- Exercise task -
Arrange the material below as a JSON array of strings, one string per line, with blank lines omitted.

### Supplied information

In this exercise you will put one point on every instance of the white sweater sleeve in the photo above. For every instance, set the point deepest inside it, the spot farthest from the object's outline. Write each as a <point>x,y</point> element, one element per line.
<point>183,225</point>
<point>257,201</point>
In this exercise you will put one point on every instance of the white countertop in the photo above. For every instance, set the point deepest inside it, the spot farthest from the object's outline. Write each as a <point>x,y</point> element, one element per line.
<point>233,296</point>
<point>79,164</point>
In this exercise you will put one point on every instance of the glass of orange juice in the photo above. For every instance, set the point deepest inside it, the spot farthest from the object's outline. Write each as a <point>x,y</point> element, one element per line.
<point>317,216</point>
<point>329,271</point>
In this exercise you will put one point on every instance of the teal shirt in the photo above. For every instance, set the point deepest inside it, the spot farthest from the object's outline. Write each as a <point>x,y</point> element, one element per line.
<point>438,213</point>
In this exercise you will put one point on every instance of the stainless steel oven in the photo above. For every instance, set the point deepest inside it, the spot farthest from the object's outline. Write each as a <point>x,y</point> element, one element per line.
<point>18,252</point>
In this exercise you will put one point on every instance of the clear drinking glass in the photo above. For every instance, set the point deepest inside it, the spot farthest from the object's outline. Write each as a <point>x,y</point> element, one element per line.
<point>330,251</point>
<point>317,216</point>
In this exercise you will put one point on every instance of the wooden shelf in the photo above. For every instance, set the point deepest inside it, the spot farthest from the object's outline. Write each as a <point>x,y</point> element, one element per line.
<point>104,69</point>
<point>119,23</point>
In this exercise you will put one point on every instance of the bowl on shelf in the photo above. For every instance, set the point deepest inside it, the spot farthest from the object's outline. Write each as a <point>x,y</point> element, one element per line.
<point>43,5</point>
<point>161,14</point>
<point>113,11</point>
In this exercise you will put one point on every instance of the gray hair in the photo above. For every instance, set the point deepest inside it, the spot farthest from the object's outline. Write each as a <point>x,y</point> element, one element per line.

######

- Exercise solution -
[
  "In this exercise you will put one point on every instance of the white sweater sleeve in the photo above. For every instance, set the point deepest inside it, the spot farthest from the object's outline. Write each as a <point>x,y</point> element, one element per line.",
  "<point>183,225</point>",
  "<point>257,201</point>",
  "In this exercise you will put one point on every instance of the white countertop in the photo above. For every instance, set the point deepest inside it, the spot farthest from the object's outline. Write each as a <point>x,y</point> element, one element per line.",
  "<point>233,296</point>",
  "<point>79,164</point>",
  "In this exercise you will put one point on every instance of the glass of orange juice in the photo above. For every instance, set the point deepest inside it, the spot farthest from the object's outline. Write each as a <point>x,y</point> element, one element per line.",
  "<point>317,216</point>",
  "<point>329,271</point>",
  "In this exercise you will put one point on every instance of the teal shirt in the photo above. For every instance, set the point deepest inside it, the spot farthest from the object's outline. Write each as a <point>x,y</point> element, one element per line.",
  "<point>438,213</point>",
  "In this exercise you will put one point on every instance of the stainless steel oven in the photo above. For every instance, set the point deepest inside it, the spot farthest from the object's outline. Write each as a <point>x,y</point> element, one element per line.",
  "<point>18,252</point>",
  "In this exercise you will put one point on every instance of the clear drinking glass in the photo above. For every instance, set the point deepest inside it, the spot farthest from the object's outline. Write each as a <point>x,y</point> element, one element per line.",
  "<point>330,251</point>",
  "<point>317,216</point>",
  "In this exercise you will put one point on every instance of the wooden shelf in the photo above. For every instance, set the point deepest inside it, the spot farthest from the object's outline. Write each as a <point>x,y</point> element, one element per line.",
  "<point>104,69</point>",
  "<point>119,23</point>",
  "In this exercise you will put one point on every instance of the bowl on shelf in the photo above. For every instance, set the point deepest inside it, the spot farthest from the object's outline. Write each as a <point>x,y</point> element, one element per line.",
  "<point>43,5</point>",
  "<point>161,14</point>",
  "<point>113,11</point>",
  "In this exercise you will put one point on every instance of the gray hair in the photo above. For every instance, set the point deepest inside it, the spot farthest from the object's outline. Write each as a <point>x,y</point> element, one element per line."
]